[Consigne]: Prolongez la critique consacrée au film Intouchables en reprenant après sa dernière phrase.

[Texte de la page]:
════

Publié le par Rosalie210

Eric Toledano et Olivier Nakache (2011)

Intouchables

L'ouverture d"Intouchables" mériterait d'être enseignée dans les écoles de cinéma. Elle témoigne de l'art subtil du glissement de tons à l'intérieur d'une même scène dont sont capables Toledano et Nakache. On passe en effet en quelques minutes du drame au thriller puis à la franche comédie exactement comme on passe du piano de Ludovico Einaudi au funk de Earth, Wind & Fire.

Drame tout d'abord car les premières images du film reviendront à la fin, remises dans leur contexte. Et c'est bien à un moment de drame que l'on assiste. Philippe (François Cluzet) n'est pas encore remis de l'enfer qu'il a vécu après le départ de Driss, son visage est encore marqué par le poids d'une souffrance insondable. Au point qu'un peu plus tard en plein milieu d'une scène de comédie où Driss s'amuse à lui faire des moustaches de plus en plus improbables, il lui demande d'en finir. Un bref instant de désespoir entre deux accès de légèreté qui en dit long sur le calvaire vécu par le personnage. Quant à Driss, un délinquant déraciné qui a bien du mal à trouver sa place dans la société, il émerge d'une longue nuit cernée de problèmes et on est frappé par les scènes où il est filmé dans sa cité, d'un réalisme quasi documentaire.

════

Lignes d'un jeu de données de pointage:
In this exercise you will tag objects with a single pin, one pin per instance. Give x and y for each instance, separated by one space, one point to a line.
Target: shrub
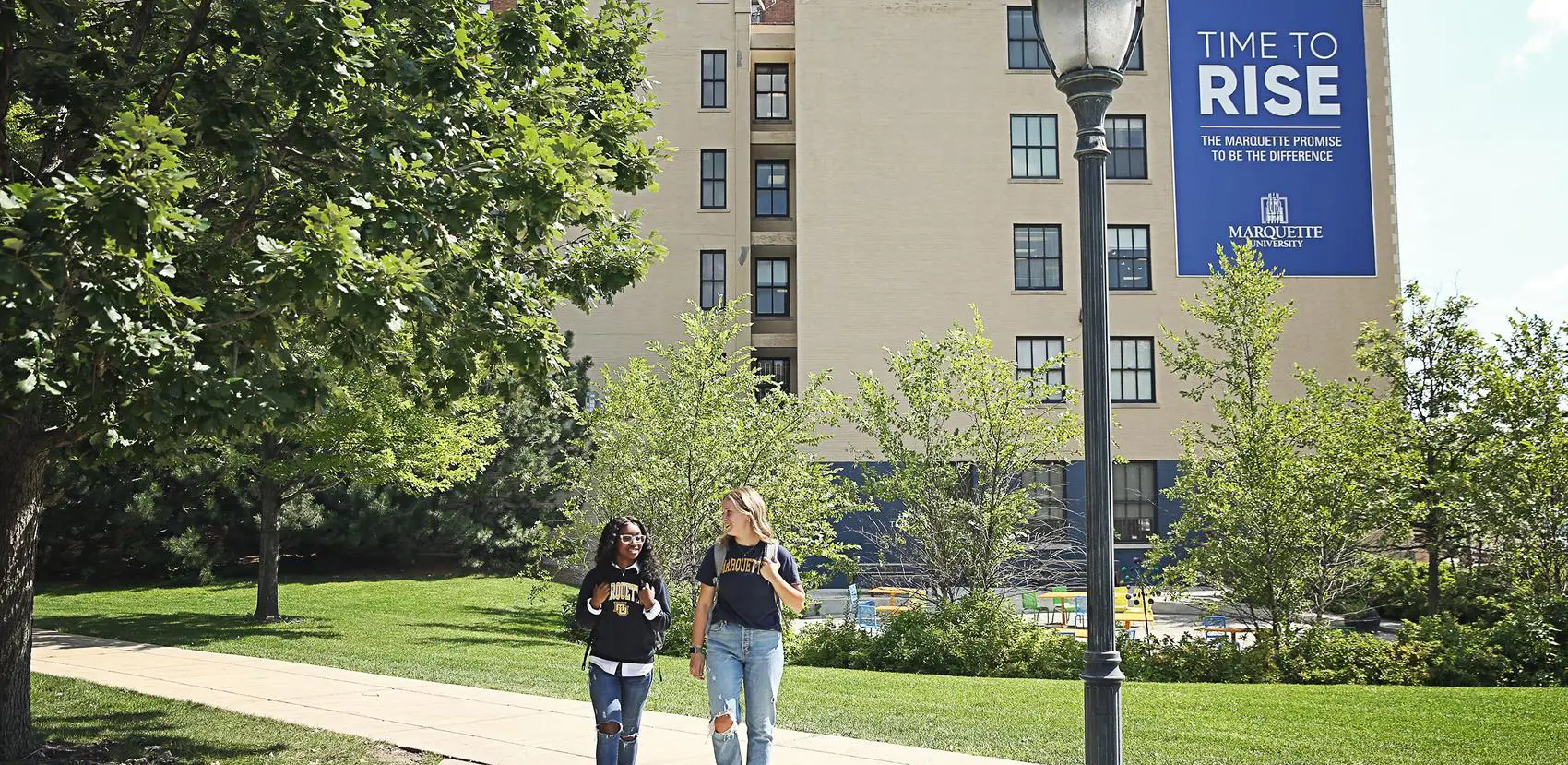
1458 654
1196 661
974 637
1333 657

════

[Réponse]:
Thriller ensuite car la course-poursuite entre Driss/Philippe et la police est une assez bonne métaphore d'une relation qui se construit en dehors de toutes les normes et de tous les cadres. La magie du film, c'est l'évidence, la fluidité des échanges entre deux hommes que tout oppose à priori mais qui en réalité sont embarqués sur le même bateau et se découvrent humainement extrêmement proches. On peut d'ailleurs souligner le talent des réalisateurs à faire jouer ensemble deux acteurs venus d'univers aussi différents que François Cluzet (que je n'aime pas d'habitude, trop froid, trop cassant, mais là il est comme éclairé de l'intérieur) et Omar Sy (dont le sourire est irrésistible).

Comédie enfin car tels deux sales gosses, Driss et Philippe jouent un bon tour à la police qui après les avoir pourchassés deviennent leur escorte quasi présidentielle. En résumé après avoir été Intouchables (au sens d'indésirables) ils deviennent intouchables (inatteignables, invincibles) et ce par la simple magie de leur alchimie et de leur humour.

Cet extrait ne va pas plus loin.